Task brief = Rewrite the data below, swapping every occurrence of "wooden beam" for "timber beam" and leaving all else unchanged. Omit the pictures from your answer.
>> start Data for this task
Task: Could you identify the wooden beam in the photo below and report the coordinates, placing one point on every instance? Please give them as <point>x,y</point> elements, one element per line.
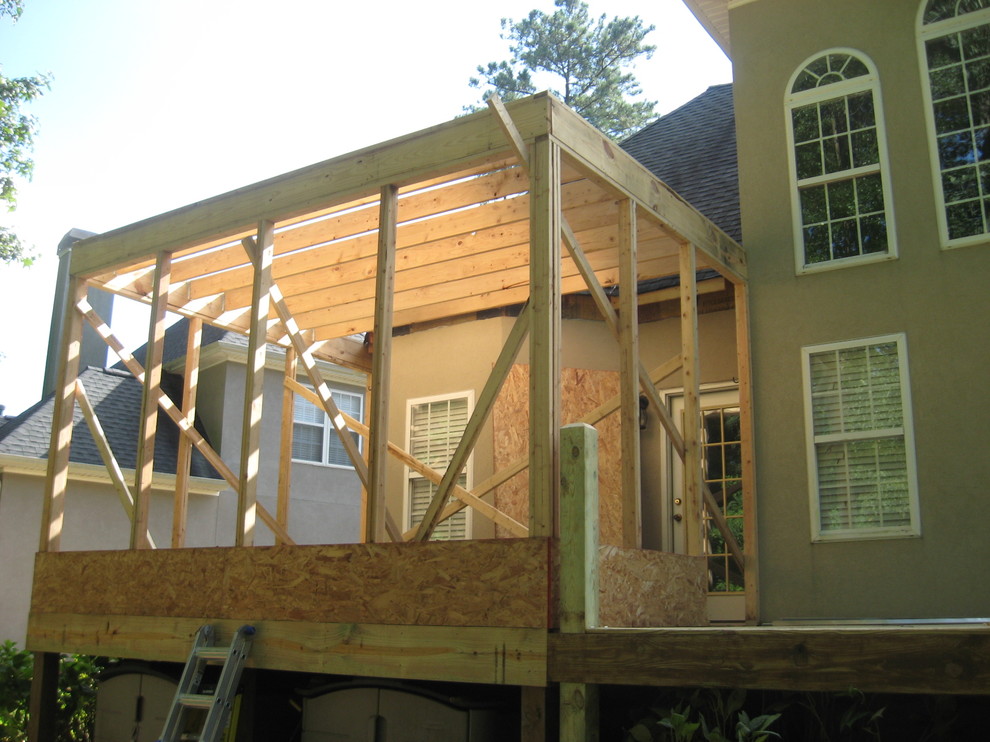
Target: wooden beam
<point>480,414</point>
<point>450,147</point>
<point>544,336</point>
<point>260,252</point>
<point>173,412</point>
<point>381,365</point>
<point>285,447</point>
<point>895,659</point>
<point>632,527</point>
<point>467,654</point>
<point>604,161</point>
<point>144,469</point>
<point>694,520</point>
<point>57,477</point>
<point>748,454</point>
<point>190,389</point>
>> end Data for this task
Response for this exercise =
Task: Could you identify the timber beam in the photo below and report the coordinates, placing one point on every instance? Please give them as <point>x,y</point> elements, one element per line.
Target: timber beam
<point>480,414</point>
<point>450,147</point>
<point>544,336</point>
<point>260,252</point>
<point>173,412</point>
<point>381,365</point>
<point>285,447</point>
<point>895,659</point>
<point>632,527</point>
<point>467,654</point>
<point>604,161</point>
<point>144,469</point>
<point>694,520</point>
<point>57,477</point>
<point>748,454</point>
<point>190,389</point>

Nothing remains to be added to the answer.